§ DIRECTIONS FOR THIS TASK
Nothing may be dropped or added when the entries below are copied.

═════ DATASET EXCERPTS

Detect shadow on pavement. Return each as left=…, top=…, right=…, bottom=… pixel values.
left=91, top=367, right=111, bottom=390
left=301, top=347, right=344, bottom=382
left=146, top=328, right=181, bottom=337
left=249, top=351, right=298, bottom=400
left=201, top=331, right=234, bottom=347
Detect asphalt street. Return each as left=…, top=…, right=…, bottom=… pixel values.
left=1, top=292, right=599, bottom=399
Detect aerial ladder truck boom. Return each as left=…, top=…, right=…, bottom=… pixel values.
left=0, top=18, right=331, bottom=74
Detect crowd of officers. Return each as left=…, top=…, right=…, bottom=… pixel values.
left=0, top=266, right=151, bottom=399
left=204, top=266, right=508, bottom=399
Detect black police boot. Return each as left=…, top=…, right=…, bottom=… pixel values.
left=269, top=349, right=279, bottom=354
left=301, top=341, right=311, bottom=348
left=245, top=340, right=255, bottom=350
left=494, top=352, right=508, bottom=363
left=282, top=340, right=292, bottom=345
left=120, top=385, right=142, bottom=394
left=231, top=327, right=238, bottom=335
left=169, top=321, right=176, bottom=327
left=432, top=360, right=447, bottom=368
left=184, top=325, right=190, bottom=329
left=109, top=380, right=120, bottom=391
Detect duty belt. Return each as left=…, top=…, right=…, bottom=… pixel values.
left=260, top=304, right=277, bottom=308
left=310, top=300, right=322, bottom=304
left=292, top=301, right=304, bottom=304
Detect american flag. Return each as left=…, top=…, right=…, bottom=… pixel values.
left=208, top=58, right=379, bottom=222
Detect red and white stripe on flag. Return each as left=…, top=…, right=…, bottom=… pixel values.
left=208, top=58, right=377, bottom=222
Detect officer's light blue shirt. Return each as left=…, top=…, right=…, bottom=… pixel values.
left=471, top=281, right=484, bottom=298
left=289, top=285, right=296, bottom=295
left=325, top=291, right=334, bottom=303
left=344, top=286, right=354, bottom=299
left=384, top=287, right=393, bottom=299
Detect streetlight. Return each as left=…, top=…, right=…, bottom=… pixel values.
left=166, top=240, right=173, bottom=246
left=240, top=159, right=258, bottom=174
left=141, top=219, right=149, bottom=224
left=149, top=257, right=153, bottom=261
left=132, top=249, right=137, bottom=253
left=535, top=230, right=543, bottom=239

══════════

§ ANSWER TO THIS TASK
Detect shadow on pavement. Return each as left=…, top=…, right=…, bottom=… pixel values.
left=91, top=367, right=111, bottom=390
left=301, top=347, right=344, bottom=382
left=146, top=328, right=181, bottom=337
left=249, top=351, right=298, bottom=400
left=201, top=331, right=234, bottom=347
Detect asphalt street. Return each as left=…, top=…, right=…, bottom=… pixel values.
left=1, top=292, right=599, bottom=399
Detect aerial ladder truck boom. Return each as left=…, top=…, right=…, bottom=… pixel values.
left=0, top=18, right=331, bottom=74
Detect crowd of officers. Return each as left=…, top=…, right=…, bottom=… pixel values.
left=0, top=266, right=151, bottom=399
left=204, top=266, right=508, bottom=399
Detect black police boot. Return each as left=…, top=…, right=…, bottom=… pixel values.
left=269, top=349, right=279, bottom=354
left=301, top=341, right=311, bottom=348
left=245, top=340, right=255, bottom=350
left=494, top=352, right=508, bottom=363
left=282, top=340, right=292, bottom=345
left=120, top=385, right=142, bottom=394
left=231, top=327, right=238, bottom=335
left=169, top=321, right=176, bottom=327
left=432, top=360, right=447, bottom=368
left=184, top=325, right=190, bottom=329
left=109, top=380, right=120, bottom=391
Detect duty belt. Return each as left=…, top=…, right=…, bottom=… pixel values.
left=260, top=304, right=277, bottom=308
left=310, top=300, right=322, bottom=304
left=292, top=301, right=304, bottom=304
Detect american flag. Return each as left=…, top=…, right=…, bottom=… pixel values.
left=208, top=58, right=379, bottom=222
Detect red and white stripe on flag. Return each as left=…, top=…, right=…, bottom=… pixel values.
left=208, top=58, right=377, bottom=222
Detect officer's light blue shirt. Return each as left=…, top=…, right=…, bottom=… pixel values.
left=471, top=281, right=484, bottom=298
left=289, top=285, right=296, bottom=295
left=325, top=291, right=334, bottom=303
left=344, top=286, right=354, bottom=299
left=384, top=287, right=393, bottom=299
Detect streetlight. Return each as left=…, top=…, right=…, bottom=… pixel values.
left=166, top=240, right=173, bottom=246
left=240, top=159, right=258, bottom=174
left=141, top=219, right=149, bottom=224
left=149, top=257, right=153, bottom=261
left=132, top=249, right=137, bottom=253
left=535, top=230, right=543, bottom=239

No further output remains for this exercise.